# What to work on
Reproduce the records starting at the line that contains "Point to the dog's tail." and running to the last line, exactly and in full.

# Entries provided
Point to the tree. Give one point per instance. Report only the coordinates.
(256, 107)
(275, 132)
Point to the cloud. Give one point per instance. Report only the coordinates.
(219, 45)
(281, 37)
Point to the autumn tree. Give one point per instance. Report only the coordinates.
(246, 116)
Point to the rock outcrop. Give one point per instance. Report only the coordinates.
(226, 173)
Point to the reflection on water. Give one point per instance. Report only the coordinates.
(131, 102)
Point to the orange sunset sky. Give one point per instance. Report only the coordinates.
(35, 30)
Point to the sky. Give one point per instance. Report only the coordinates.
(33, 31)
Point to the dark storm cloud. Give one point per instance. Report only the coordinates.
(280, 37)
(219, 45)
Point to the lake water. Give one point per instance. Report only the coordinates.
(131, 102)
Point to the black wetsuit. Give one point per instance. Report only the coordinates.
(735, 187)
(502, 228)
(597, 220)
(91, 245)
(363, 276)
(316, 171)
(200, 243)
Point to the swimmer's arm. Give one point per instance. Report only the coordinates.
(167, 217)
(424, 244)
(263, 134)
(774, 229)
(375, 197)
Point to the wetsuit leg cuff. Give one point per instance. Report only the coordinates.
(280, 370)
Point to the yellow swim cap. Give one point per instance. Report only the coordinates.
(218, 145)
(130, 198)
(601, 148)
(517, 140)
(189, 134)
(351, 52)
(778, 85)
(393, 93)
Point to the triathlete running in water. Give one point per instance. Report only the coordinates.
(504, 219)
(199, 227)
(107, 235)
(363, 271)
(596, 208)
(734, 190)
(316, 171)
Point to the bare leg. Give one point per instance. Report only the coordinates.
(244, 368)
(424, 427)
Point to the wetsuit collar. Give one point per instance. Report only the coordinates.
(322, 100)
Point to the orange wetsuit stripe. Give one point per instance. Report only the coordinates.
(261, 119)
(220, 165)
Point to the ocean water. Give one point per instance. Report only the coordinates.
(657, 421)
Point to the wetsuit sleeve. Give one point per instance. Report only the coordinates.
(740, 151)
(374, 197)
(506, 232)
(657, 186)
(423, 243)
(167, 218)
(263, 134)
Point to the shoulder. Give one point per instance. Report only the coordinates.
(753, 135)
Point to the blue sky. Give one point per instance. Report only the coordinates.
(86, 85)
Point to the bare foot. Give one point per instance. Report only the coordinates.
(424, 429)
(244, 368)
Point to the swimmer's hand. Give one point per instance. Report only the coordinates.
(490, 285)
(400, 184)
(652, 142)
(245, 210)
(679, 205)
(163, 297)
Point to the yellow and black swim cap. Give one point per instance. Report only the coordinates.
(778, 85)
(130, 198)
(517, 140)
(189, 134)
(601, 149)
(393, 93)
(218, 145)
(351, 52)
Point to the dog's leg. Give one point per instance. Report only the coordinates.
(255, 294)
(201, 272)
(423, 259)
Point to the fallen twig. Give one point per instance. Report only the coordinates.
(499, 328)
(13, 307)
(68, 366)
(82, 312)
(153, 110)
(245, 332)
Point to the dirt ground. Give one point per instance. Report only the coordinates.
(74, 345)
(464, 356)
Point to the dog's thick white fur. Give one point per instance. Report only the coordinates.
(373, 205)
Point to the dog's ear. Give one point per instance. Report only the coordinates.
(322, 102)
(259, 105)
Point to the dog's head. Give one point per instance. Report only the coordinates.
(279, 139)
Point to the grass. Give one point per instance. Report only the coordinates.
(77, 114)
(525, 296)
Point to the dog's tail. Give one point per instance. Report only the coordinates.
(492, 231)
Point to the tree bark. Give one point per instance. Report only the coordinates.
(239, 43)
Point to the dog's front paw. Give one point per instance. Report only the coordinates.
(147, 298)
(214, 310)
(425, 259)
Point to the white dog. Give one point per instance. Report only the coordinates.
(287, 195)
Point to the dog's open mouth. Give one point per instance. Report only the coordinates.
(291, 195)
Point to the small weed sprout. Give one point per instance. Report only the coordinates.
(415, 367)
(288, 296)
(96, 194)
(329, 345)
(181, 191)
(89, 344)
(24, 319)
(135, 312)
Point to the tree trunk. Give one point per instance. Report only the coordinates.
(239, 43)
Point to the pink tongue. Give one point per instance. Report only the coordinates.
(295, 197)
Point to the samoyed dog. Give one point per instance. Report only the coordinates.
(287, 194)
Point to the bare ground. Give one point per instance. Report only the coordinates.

# Result of this task
Point to the dog's tail. Give one point per instance. Report only the coordinates.
(492, 231)
Point to the tree bark. Give one point per instance. Report only the coordinates.
(239, 43)
Point to the dog's front paw. Give one point per instance. Report only the coordinates.
(147, 298)
(214, 310)
(425, 259)
Point to the white dog. Give one point per instance. Report only the coordinates.
(287, 195)
Point to the dog's open mouth. Give one point per instance. Report only the coordinates.
(291, 195)
Point to the small weed sprout. Give one point per instance. Report only the coordinates.
(415, 367)
(288, 296)
(96, 194)
(329, 345)
(181, 191)
(89, 344)
(24, 319)
(135, 312)
Point to the tree trunk. Give one point per instance. Report only the coordinates.
(239, 43)
Point to the pink tongue. Give one point per instance. Report only the coordinates.
(295, 197)
Point to the samoyed dog. Give one point per instance. Report only the coordinates.
(287, 194)
Point to the bare ground. Give one point per instance. Report only the coordinates.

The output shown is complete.